* [WHAT IS REQUIRED]: Reproduce the listing from the line with "If the black handle" up to and including the line with "[227,588,470,700]", keeping every request line. Adjust each bounding-box coordinate in those lines by adding -144, and give nothing beyond that span.

* [GIVEN RECORDS]:
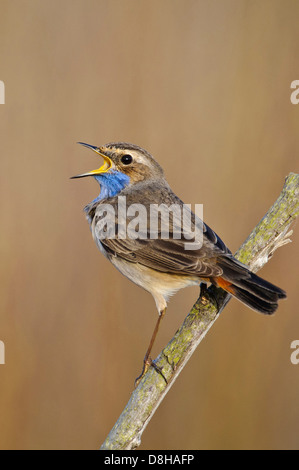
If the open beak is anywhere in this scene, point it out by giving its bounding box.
[71,142,113,179]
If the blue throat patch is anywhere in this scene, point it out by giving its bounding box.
[92,170,130,202]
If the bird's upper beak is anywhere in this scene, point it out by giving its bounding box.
[71,142,113,179]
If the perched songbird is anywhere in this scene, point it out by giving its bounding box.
[74,142,286,380]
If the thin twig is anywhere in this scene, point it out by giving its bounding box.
[101,173,299,450]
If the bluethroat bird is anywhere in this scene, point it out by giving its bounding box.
[73,142,286,383]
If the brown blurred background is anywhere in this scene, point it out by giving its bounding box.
[0,0,299,449]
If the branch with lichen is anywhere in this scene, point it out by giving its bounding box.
[101,173,299,450]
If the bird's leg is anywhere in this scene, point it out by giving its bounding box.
[135,308,167,387]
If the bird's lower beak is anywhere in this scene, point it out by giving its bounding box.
[71,142,113,179]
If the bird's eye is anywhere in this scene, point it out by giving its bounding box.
[121,154,133,165]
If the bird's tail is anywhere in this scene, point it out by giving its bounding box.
[213,257,286,315]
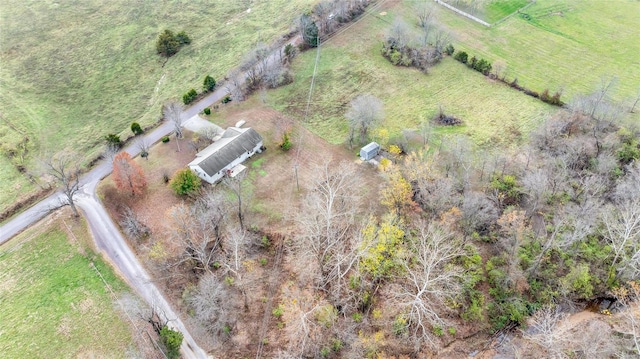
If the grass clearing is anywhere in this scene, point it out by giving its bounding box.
[0,0,316,211]
[440,0,531,24]
[267,4,556,145]
[436,0,640,109]
[0,215,139,358]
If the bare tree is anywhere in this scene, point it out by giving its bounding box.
[431,27,451,61]
[240,42,271,89]
[222,170,247,230]
[629,88,640,113]
[283,285,322,358]
[523,306,571,358]
[394,224,466,346]
[345,94,384,148]
[162,101,184,152]
[296,161,359,301]
[603,198,640,278]
[44,154,80,217]
[187,273,237,335]
[225,69,244,102]
[169,201,221,271]
[120,206,151,239]
[462,192,498,233]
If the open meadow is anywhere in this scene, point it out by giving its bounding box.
[0,215,137,358]
[267,4,557,145]
[432,0,640,108]
[0,0,315,212]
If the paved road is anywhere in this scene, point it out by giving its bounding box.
[0,87,228,359]
[0,37,299,359]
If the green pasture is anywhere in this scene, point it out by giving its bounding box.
[268,7,556,145]
[432,0,640,108]
[0,225,134,358]
[0,0,315,208]
[440,0,531,24]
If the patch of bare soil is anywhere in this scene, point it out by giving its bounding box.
[210,101,382,233]
[99,99,382,357]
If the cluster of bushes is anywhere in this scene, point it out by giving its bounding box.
[382,41,442,71]
[182,89,198,105]
[453,51,492,76]
[508,77,564,106]
[453,51,564,106]
[298,0,369,50]
[433,109,462,126]
[382,21,454,72]
[0,136,30,173]
[156,29,191,57]
[131,122,144,136]
[182,75,216,105]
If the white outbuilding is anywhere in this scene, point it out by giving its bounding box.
[360,142,380,161]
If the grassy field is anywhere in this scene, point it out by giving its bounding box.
[0,0,315,208]
[432,0,640,108]
[440,0,531,24]
[268,4,555,148]
[0,220,133,358]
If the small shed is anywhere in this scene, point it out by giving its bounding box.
[360,142,380,161]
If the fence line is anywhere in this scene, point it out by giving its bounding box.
[434,0,491,27]
[492,0,536,26]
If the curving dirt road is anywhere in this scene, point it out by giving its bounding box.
[0,37,299,359]
[0,82,228,359]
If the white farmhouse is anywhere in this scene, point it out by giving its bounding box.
[189,127,263,183]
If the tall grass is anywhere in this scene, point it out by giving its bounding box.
[0,0,315,210]
[0,221,133,359]
[268,5,555,145]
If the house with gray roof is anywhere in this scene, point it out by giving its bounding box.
[189,127,264,183]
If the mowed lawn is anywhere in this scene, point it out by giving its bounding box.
[436,0,640,107]
[0,219,134,358]
[267,5,557,145]
[0,0,316,208]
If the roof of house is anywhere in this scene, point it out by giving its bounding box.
[189,127,262,176]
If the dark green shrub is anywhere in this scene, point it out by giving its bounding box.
[444,44,456,56]
[105,133,122,150]
[202,75,216,91]
[156,30,180,57]
[284,44,298,60]
[182,89,198,105]
[169,168,202,196]
[156,29,191,57]
[176,30,191,45]
[453,51,469,64]
[300,14,318,47]
[471,56,492,76]
[280,132,291,151]
[131,122,144,136]
[160,325,184,359]
[539,89,564,106]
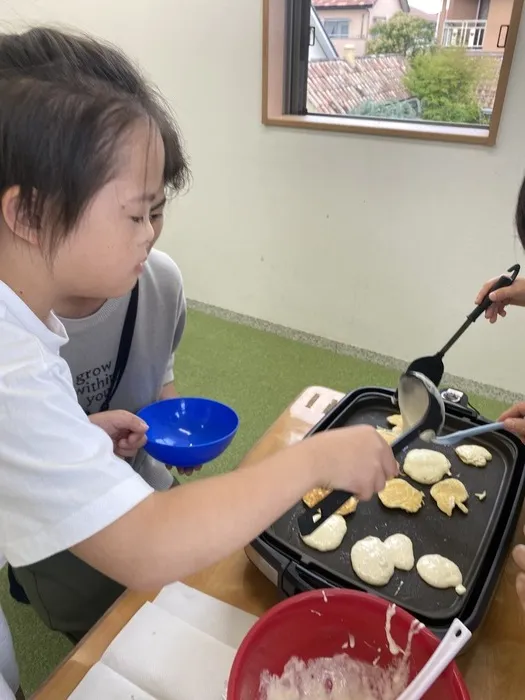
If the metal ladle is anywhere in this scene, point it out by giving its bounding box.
[298,372,445,537]
[407,265,520,386]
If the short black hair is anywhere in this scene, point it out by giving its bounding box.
[0,27,189,252]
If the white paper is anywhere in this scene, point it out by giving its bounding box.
[102,603,236,700]
[154,583,257,649]
[69,662,156,700]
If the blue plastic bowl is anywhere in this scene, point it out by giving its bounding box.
[138,398,239,469]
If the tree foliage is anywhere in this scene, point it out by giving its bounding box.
[350,100,420,120]
[405,48,486,124]
[367,12,436,56]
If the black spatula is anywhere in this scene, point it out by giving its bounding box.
[298,372,445,536]
[407,265,520,386]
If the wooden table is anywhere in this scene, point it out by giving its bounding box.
[33,387,525,700]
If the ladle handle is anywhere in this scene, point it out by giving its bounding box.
[297,491,352,537]
[467,264,521,323]
[398,619,472,700]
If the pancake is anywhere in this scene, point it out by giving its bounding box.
[350,537,394,586]
[456,445,492,467]
[430,479,468,518]
[416,554,465,595]
[301,515,347,552]
[403,450,450,485]
[377,479,425,513]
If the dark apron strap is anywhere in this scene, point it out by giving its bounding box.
[100,282,139,413]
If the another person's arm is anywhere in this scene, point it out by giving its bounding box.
[476,277,525,323]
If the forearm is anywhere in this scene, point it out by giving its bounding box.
[73,448,318,590]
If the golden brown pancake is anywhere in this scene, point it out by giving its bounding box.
[456,445,492,467]
[377,479,425,513]
[430,479,468,518]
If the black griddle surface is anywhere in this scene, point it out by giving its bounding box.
[266,390,518,621]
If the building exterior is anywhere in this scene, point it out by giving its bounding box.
[312,0,410,57]
[438,0,514,53]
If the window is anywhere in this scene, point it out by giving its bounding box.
[263,0,524,145]
[323,19,350,39]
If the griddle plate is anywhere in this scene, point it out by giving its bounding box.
[266,390,518,621]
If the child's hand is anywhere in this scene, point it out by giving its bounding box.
[312,425,399,501]
[498,402,525,442]
[476,277,525,323]
[512,544,525,611]
[89,411,148,457]
[176,465,202,476]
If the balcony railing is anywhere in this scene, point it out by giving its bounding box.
[442,19,487,49]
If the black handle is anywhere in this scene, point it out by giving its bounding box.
[297,425,421,537]
[297,491,352,537]
[281,562,333,597]
[467,265,520,323]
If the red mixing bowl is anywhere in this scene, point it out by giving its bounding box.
[227,588,470,700]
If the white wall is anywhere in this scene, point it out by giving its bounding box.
[0,0,525,392]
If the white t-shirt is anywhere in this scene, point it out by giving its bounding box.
[0,282,153,567]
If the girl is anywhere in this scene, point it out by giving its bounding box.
[0,26,397,638]
[476,172,525,611]
[0,554,24,700]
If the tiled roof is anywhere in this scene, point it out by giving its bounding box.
[312,0,376,10]
[308,54,502,114]
[308,56,410,114]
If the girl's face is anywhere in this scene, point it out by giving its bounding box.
[53,125,164,298]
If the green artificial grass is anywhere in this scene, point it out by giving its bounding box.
[0,311,503,695]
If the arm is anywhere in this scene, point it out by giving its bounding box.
[72,426,398,589]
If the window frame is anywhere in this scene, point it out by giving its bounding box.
[262,0,524,146]
[322,17,350,39]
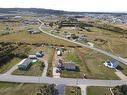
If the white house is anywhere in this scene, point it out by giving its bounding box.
[104,60,118,69]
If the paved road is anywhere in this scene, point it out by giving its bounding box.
[79,85,87,95]
[38,19,127,65]
[0,18,127,93]
[4,64,18,75]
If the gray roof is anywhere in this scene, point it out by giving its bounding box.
[19,58,32,67]
[64,62,76,70]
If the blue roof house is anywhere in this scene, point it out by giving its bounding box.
[36,51,44,57]
[104,59,118,69]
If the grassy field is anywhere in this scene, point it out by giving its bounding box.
[0,31,74,46]
[0,57,21,73]
[87,86,112,95]
[12,61,44,76]
[65,86,81,95]
[0,82,52,95]
[61,48,119,80]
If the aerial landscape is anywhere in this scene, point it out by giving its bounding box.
[0,0,127,95]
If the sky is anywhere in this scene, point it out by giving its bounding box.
[0,0,127,12]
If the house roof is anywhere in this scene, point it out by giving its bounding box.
[56,84,65,95]
[18,58,32,66]
[107,59,118,68]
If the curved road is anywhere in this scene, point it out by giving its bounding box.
[38,18,127,65]
[0,18,127,86]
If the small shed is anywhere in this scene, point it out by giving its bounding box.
[56,59,64,69]
[55,84,65,95]
[36,51,44,57]
[18,58,32,70]
[28,55,37,59]
[64,62,76,70]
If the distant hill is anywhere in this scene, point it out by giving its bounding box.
[0,8,127,15]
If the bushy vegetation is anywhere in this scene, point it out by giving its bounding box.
[112,85,127,95]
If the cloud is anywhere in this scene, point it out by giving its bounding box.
[0,0,127,12]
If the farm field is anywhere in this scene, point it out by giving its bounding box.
[0,57,21,73]
[65,86,81,95]
[87,86,112,95]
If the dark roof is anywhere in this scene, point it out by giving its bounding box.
[20,58,31,66]
[64,63,76,70]
[56,84,65,95]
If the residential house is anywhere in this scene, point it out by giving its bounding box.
[36,51,44,57]
[28,55,37,59]
[18,58,32,70]
[56,59,64,69]
[104,59,118,69]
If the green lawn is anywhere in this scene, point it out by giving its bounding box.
[65,86,81,95]
[87,86,112,95]
[12,61,44,76]
[61,49,119,80]
[0,57,21,73]
[0,82,52,95]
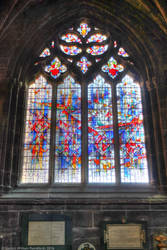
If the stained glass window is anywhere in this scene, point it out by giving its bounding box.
[45,57,67,79]
[21,76,52,183]
[117,75,148,183]
[61,33,82,43]
[102,57,124,78]
[88,75,115,183]
[86,33,107,43]
[21,21,149,185]
[55,76,81,183]
[77,23,91,37]
[118,48,129,57]
[40,48,50,57]
[86,45,108,56]
[77,56,92,74]
[60,45,82,56]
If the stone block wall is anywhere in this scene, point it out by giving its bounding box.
[0,201,167,250]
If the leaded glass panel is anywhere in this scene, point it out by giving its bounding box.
[55,76,81,183]
[88,75,115,183]
[117,75,148,183]
[21,76,52,183]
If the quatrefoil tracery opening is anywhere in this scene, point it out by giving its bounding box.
[35,22,129,79]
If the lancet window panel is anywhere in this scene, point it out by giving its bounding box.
[21,76,52,183]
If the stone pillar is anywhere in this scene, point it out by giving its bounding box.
[146,78,167,189]
[4,81,21,191]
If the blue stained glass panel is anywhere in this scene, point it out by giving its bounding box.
[55,76,81,183]
[117,75,148,183]
[21,76,52,183]
[88,75,115,183]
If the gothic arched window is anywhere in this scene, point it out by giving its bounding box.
[21,22,149,184]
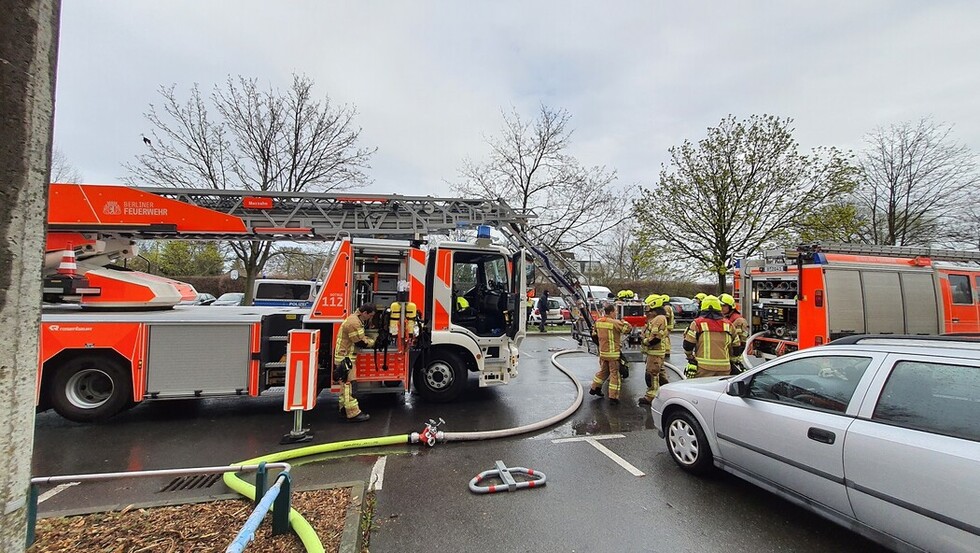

* [FINAL RESULT]:
If the black handle is anywhere in this scene, point it out by giving its bounding box.
[153,281,277,393]
[153,347,208,393]
[137,418,189,453]
[323,121,376,179]
If the red mixing bowl is anywhere in this scene, point it out by giving its bounding box.
[83,444,326,556]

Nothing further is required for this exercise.